[Compiti ed esercizi]:
a) Secondo il brano, perché sarebbe importante per Roma ospitare l'Expo nel 2030?
b) Nel brano, riscrivi il testo da "In questo contesto" a "del terzo millennio.", sostituendo "Palazzo Chigi" con "Palazzo Madama".
c) Quale evento, secondo il brano, ci sarà nel 2025?

[Brano]:
-.-.-

Nel 2016 il fervore iconoclasta dei 5Stelle bruciò sul rogo dei NO le Olimpiadi a Roma del 2024.
Un gesto di vigliaccheria politica che umiliò il nostro Paese rafforzando l’orrido cliché della presunta inevitabile corruzione degli italiani e della loro altrettanto presunta incapacità di gestire eventi mondiali.
Ci voleva uno statista di caratura internazionale come Draghi per rovesciare quel vergognoso autodafè imposto dai populisti e dire, alto e forte, che l’Italia rivendica il suo ruolo di grande potenza civile e culturale oltre che economica e che ha tutte le carte in regola per organizzare manifestazioni di grande prestigio. Candidare Roma per l’Expo2030, dopo il grande successo di Milano nel 2015, è un segnale di svolta. Il nostro Paese vuol tornare ad essere una nazione che non si vergogna di sè, non ha paura di essere se stessa e non si sottrae alle sfide più complesse.
In questo contesto è cruciale il ruolo della Capitale: umiliata, degradata a brutta copia di sé stessa, percepita come un suk dove regnano caos, sporcizia, sciatteria. Con I cinghiali eretti a simbolo dell’abbandono e del non-governo della città. Il prossimo sindaco di Roma dovrà misurarsi con problemi enormi, ma avrà a Palazzo Chigi un leader forte che vuole “salvare” Roma e farla tornare a volare alto. Nel 2025 ci sarà il Giubileo. Se nel 2030 si svolgesse l’Expo, Roma avrebbe un decennio di grandi risorse per ripensare se stessa da cima a fondo e realizzare opere che da 50 anni aspettano di essere progettate e attuate. La capitale è sempre il simbolo di un Paese. L’Italia che rinasce dopo il Covid ha bisogno di una Roma che rialza la testa dalle ceneri dei Neroni del terzo millennio.

-.-.-

[Dati forniti]:
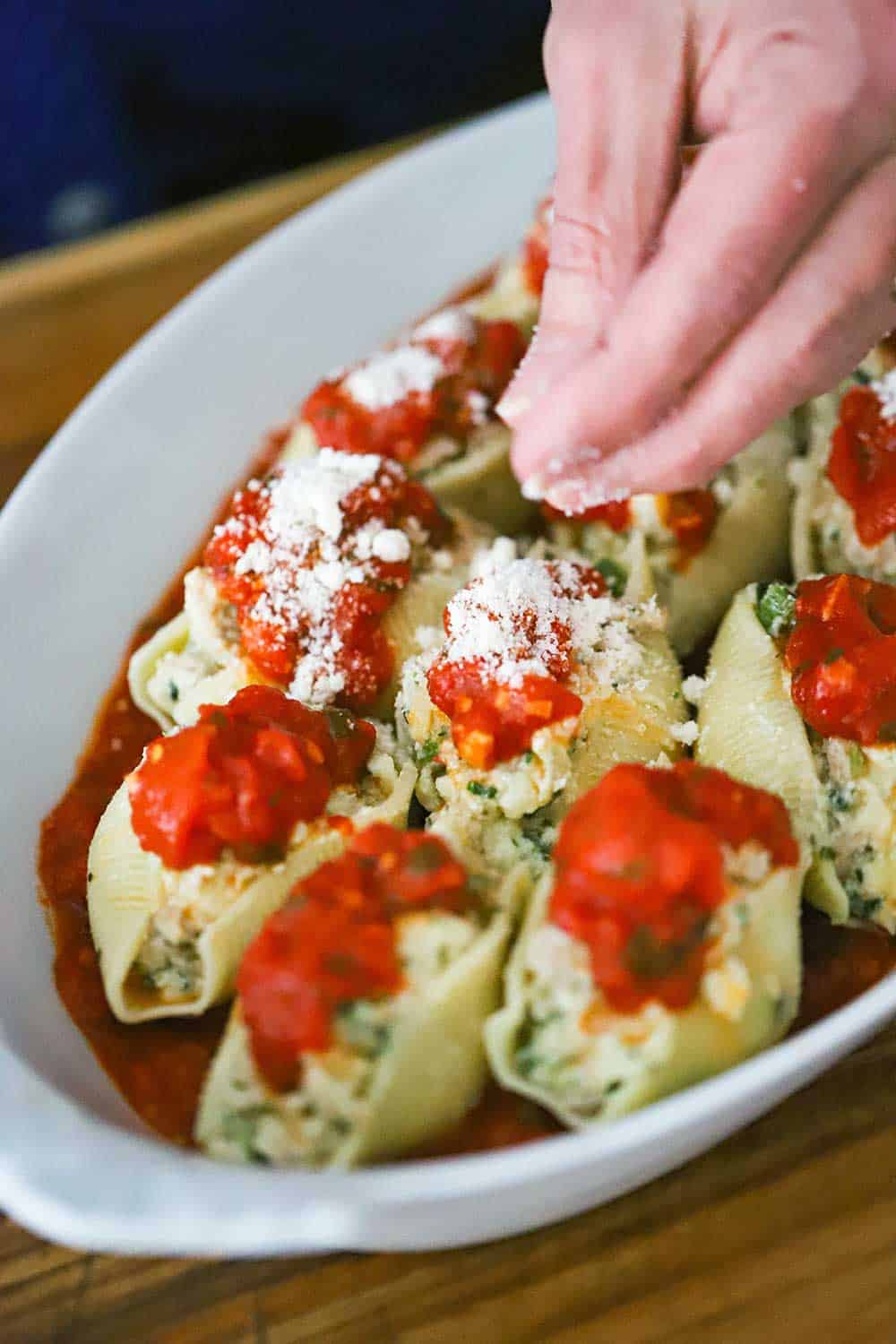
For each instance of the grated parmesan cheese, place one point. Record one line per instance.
(306, 556)
(389, 378)
(885, 390)
(685, 733)
(449, 324)
(519, 616)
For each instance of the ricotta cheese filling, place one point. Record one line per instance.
(333, 1098)
(168, 962)
(484, 623)
(573, 1045)
(858, 827)
(306, 558)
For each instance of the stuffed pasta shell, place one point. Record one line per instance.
(540, 683)
(429, 403)
(661, 946)
(516, 292)
(702, 546)
(358, 1031)
(844, 518)
(206, 838)
(801, 695)
(314, 582)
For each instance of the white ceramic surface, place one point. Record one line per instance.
(86, 545)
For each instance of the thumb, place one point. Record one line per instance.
(610, 66)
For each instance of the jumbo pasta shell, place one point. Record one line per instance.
(673, 1048)
(748, 723)
(126, 889)
(430, 1077)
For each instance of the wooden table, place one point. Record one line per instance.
(786, 1231)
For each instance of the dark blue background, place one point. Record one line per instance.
(115, 108)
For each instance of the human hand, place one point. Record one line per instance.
(676, 324)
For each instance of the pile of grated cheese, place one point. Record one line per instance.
(885, 392)
(306, 556)
(392, 375)
(517, 616)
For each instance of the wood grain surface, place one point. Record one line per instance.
(788, 1231)
(67, 314)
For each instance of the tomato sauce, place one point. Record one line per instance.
(616, 515)
(640, 871)
(335, 941)
(474, 375)
(691, 516)
(159, 1067)
(276, 626)
(841, 655)
(495, 720)
(242, 777)
(863, 464)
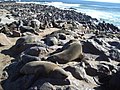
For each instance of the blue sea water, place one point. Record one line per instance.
(109, 12)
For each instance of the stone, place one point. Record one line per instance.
(77, 72)
(4, 40)
(16, 33)
(50, 41)
(114, 54)
(114, 82)
(36, 51)
(95, 46)
(44, 86)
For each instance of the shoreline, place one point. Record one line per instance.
(85, 49)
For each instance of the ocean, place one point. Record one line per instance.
(109, 12)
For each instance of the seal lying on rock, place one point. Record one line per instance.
(70, 51)
(45, 69)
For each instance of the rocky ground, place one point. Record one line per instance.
(87, 50)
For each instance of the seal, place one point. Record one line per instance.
(70, 51)
(43, 69)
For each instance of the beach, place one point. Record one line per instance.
(83, 47)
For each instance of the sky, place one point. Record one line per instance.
(112, 1)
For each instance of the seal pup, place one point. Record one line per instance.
(70, 51)
(43, 69)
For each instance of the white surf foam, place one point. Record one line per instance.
(62, 5)
(109, 1)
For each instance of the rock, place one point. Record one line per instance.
(24, 43)
(5, 30)
(44, 86)
(91, 71)
(50, 41)
(27, 29)
(95, 46)
(114, 54)
(70, 87)
(77, 72)
(114, 82)
(36, 51)
(4, 40)
(16, 33)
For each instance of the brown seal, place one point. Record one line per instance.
(71, 51)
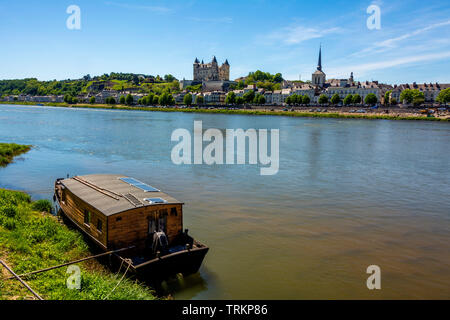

-.-.-

[Elenco delle soluzioni]:
a) Perché, insieme al Giubileo del 2025, Roma avrebbe un decennio di grandi risorse per ripensare se stessa da cima a fondo. Potrebbe così realizzare opere che da 50 anni aspettano di essere progettate e attuate.

b)
In questo contesto è cruciale il ruolo della Capitale: umiliata, degradata a brutta copia di sé stessa, percepita come un suk dove regnano caos, sporcizia, sciatteria. Con I cinghiali eretti a simbolo dell’abbandono e del non-governo della città. Il prossimo sindaco di Roma dovrà misurarsi con problemi enormi, ma avrà a Palazzo Madama un leader forte che vuole “salvare” Roma e farla tornare a volare alto. Nel 2025 ci sarà il Giubileo. Se nel 2030 si svolgesse l’Expo, Roma avrebbe un decennio di grandi risorse per ripensare se stessa da cima a fondo e realizzare opere che da 50 anni aspettano di essere progettate e attuate. La capitale è sempre il simbolo di un Paese. L’Italia che rinasce dopo il Covid ha bisogno di una Roma che rialza la testa dalle ceneri dei Neroni del terzo millennio.

c) Il Giubileo.